═══ 本文

2020年09月09日 | コロナと家賃滞納
https://www3.nhk.or.jp/news/html/20200909/k10012608001000.html

新型コロナウイルスの影響が長期化し、家賃の支払いに苦しむ人が急増しています。NHKが全国36の自治体にアンケート調査したと
ころ、仕事を失った人などに家賃を支給する「住居確保給付金」の申請件数がことし7月までの4か月間で5万件近くとなり、前の年の
同じ時期のおよそ90倍に上っていることが分かりました。
「住居確保給付金」は、仕事を失うなどして家賃が払えなくなった人に、自治体が一定額を上限に家賃を支給する制度です。
NHKは、感染者数が多い上位10の都道府県のうち、人口の多い東京23区や政令指定都市など合わせて36の区や市にアンケート調査を
行い、「住居確保給付金」の申請件数を独自に集計しました。
その結果、ことし4月から7月までの給付金の申請件数は合わせて4万9266件で、前の年の同じ時期のおよそ90倍に上っていることが分
かりました。
支給期間は原則3か月間で、それまでに収入が回復していない場合は最長9か月まで支給期間を延長することができますが、最初の3か
月では生活を立て直せず、8月分から支給期間を延長した人が全体の56%に上っていることも分かりました。
生活困窮者の支援にあたっている立教大学の稲葉剛客員教授は、「経済危機の長期化で家賃の支払いに困っている人が増えているが、
9か月の給付金の支給期間が年末年始で切れ、路頭に迷う人が大量に出てしまうことも懸念される。感染収束の見通しが立たない中、
国は支給期間を延長するなど、制度の見直しを検討するべきだ」と話しています。

窓口に申請殺到

「住居確保給付金」の申請を受け付ける都内の区役所の窓口には収入が途絶え家賃の支払いに苦しむ人たちが殺到しています。
このうちホテルで働く50代の男性は、外国人観光客が激減して勤務のシフトに入ることができなくなり、感染拡大の前には月に20万円
近くあった収入が7月と8月はゼロになりました。
貯蓄を取り崩しながら生活していますが、ホテル側の経営悪化で、休業手当は支払われておらず、収入が回復する見通しも立っていな
いということです。

══════
═══ 与えられた項目

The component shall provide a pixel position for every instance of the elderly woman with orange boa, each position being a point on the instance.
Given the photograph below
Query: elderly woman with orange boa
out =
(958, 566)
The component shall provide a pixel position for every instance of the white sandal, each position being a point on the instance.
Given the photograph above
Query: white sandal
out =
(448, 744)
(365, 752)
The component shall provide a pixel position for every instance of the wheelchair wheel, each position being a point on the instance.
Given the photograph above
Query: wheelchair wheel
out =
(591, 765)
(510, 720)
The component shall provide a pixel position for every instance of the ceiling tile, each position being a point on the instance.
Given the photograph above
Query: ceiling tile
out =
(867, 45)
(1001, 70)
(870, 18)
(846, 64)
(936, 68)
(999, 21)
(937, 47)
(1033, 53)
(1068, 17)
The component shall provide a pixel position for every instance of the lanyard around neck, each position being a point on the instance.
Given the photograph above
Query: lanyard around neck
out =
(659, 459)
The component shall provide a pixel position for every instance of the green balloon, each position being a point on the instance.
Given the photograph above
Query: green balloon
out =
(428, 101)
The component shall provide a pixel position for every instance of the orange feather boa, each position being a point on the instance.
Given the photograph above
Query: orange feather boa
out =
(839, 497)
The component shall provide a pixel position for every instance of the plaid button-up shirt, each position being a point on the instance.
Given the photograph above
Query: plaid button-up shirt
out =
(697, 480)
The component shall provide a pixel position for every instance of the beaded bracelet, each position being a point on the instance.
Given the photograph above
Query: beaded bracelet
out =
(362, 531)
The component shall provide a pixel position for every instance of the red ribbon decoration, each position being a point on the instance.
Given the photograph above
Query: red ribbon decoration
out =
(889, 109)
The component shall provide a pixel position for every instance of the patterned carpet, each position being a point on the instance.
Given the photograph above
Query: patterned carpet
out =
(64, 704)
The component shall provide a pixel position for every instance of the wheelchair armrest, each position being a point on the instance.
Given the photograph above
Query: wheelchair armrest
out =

══════

| 問題の詳細 |
本文の「その結果、ことし4月から7月」から「っていることも分かりました。」までを、一字も変えずにすべて打ち直しなさい。

| 解答例 |
その結果、ことし4月から7月までの給付金の申請件数は合わせて4万9266件で、前の年の同じ時期のおよそ90倍に上っていることが分
かりました。
支給期間は原則3か月間で、それまでに収入が回復していない場合は最長9か月まで支給期間を延長することができますが、最初の3か
月では生活を立て直せず、8月分から支給期間を延長した人が全体の56%に上っていることも分かりました。